Objective: Edit the rows below so that every "put a pin on" becomes "place a marker on", and keep all other text unchanged.

Materials provided:
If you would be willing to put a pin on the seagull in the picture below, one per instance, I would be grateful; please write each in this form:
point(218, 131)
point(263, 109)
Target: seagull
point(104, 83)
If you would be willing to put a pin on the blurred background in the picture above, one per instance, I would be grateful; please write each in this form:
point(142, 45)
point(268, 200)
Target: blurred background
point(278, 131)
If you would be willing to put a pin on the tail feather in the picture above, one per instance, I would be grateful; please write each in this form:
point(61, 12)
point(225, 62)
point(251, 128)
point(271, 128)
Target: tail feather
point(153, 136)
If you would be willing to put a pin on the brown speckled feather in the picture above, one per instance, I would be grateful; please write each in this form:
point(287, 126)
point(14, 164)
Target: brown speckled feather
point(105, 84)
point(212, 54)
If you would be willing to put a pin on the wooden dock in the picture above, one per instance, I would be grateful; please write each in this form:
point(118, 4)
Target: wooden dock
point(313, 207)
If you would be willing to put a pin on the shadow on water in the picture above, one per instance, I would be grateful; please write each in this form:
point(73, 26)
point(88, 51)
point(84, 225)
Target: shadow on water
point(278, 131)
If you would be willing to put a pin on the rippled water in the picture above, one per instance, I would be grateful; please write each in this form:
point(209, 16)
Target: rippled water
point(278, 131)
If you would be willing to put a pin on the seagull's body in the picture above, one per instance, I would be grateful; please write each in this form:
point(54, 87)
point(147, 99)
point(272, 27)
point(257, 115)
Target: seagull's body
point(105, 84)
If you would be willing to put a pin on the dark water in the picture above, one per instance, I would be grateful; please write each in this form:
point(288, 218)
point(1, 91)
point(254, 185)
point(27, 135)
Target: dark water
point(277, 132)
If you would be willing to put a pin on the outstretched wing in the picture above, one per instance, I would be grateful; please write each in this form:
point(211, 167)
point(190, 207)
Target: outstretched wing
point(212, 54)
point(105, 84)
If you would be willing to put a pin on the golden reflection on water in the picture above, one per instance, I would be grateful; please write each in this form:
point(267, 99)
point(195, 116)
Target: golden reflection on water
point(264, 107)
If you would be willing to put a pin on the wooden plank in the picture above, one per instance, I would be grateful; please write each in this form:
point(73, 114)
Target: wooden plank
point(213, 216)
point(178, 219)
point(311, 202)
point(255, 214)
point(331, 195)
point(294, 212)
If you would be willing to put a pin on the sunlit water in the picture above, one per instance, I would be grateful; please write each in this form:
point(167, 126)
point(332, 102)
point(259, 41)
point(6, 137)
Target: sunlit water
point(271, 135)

Solution to the problem:
If you would be willing to place a marker on the seagull in the picture below, one per instance, I would be grateful; please write each in this form:
point(218, 131)
point(263, 109)
Target: seagull
point(104, 83)
If you would be willing to place a marker on the blurred background in the picture above, one per instance, I would be grateful; please write each in this form:
point(142, 45)
point(268, 200)
Target: blurred background
point(278, 131)
If you would be willing to place a marker on the tail feather in the picture above, one per instance, I would be grateful; please write each in this form:
point(61, 12)
point(225, 62)
point(251, 128)
point(271, 128)
Target: tail feather
point(153, 136)
If you would be willing to place a marker on the brown speckled feather in the picture above, one per instance, I would be grateful; please write each in this form:
point(287, 126)
point(14, 164)
Target: brown speckled feather
point(105, 84)
point(212, 54)
If you would be willing to place a marker on the wooden dock in the picture above, one per instance, I would be grateful; please write each in this form:
point(118, 4)
Target: wooden dock
point(313, 207)
If you would be willing to place a marker on the shadow on water in the picture above, one per instance, I would be grateful; please write each in this form:
point(73, 26)
point(88, 51)
point(84, 225)
Target: shadow on water
point(278, 131)
If you would be willing to place a marker on the rippled water in the picture above, one per instance, I would be grateful; please write each in this form:
point(209, 16)
Target: rippled water
point(278, 131)
If you would be willing to place a marker on the seagull's body in the picture above, one per instance, I would be grateful; please write each in this form:
point(54, 87)
point(147, 99)
point(272, 27)
point(257, 115)
Target: seagull's body
point(105, 84)
If you would be willing to place a marker on the dark water in the picture above, one per instance, I would be grateful; please write each in this form:
point(288, 218)
point(1, 91)
point(254, 185)
point(27, 135)
Target: dark water
point(277, 132)
If you would be willing to place a marker on the outstretched wing in the picture above, one per instance, I would be grateful; please write each in this form:
point(211, 167)
point(190, 207)
Target: outstretched wing
point(212, 54)
point(105, 84)
If you would be willing to place a marker on the golden reflection on water in the picture above, one per instance, I would be grateful; please write each in this form:
point(267, 99)
point(195, 116)
Target: golden reflection on water
point(264, 107)
If you would be willing to place a marker on the wooden plank in the picture above, one per instance, I would be grateful; please write each in this form:
point(73, 114)
Target: wooden plank
point(213, 216)
point(178, 219)
point(311, 202)
point(255, 214)
point(331, 195)
point(294, 212)
If you would be willing to place a marker on the sunlit water in the picture above, one per instance, I would be grateful; please write each in this form:
point(167, 126)
point(332, 102)
point(259, 41)
point(6, 137)
Target: sunlit water
point(271, 135)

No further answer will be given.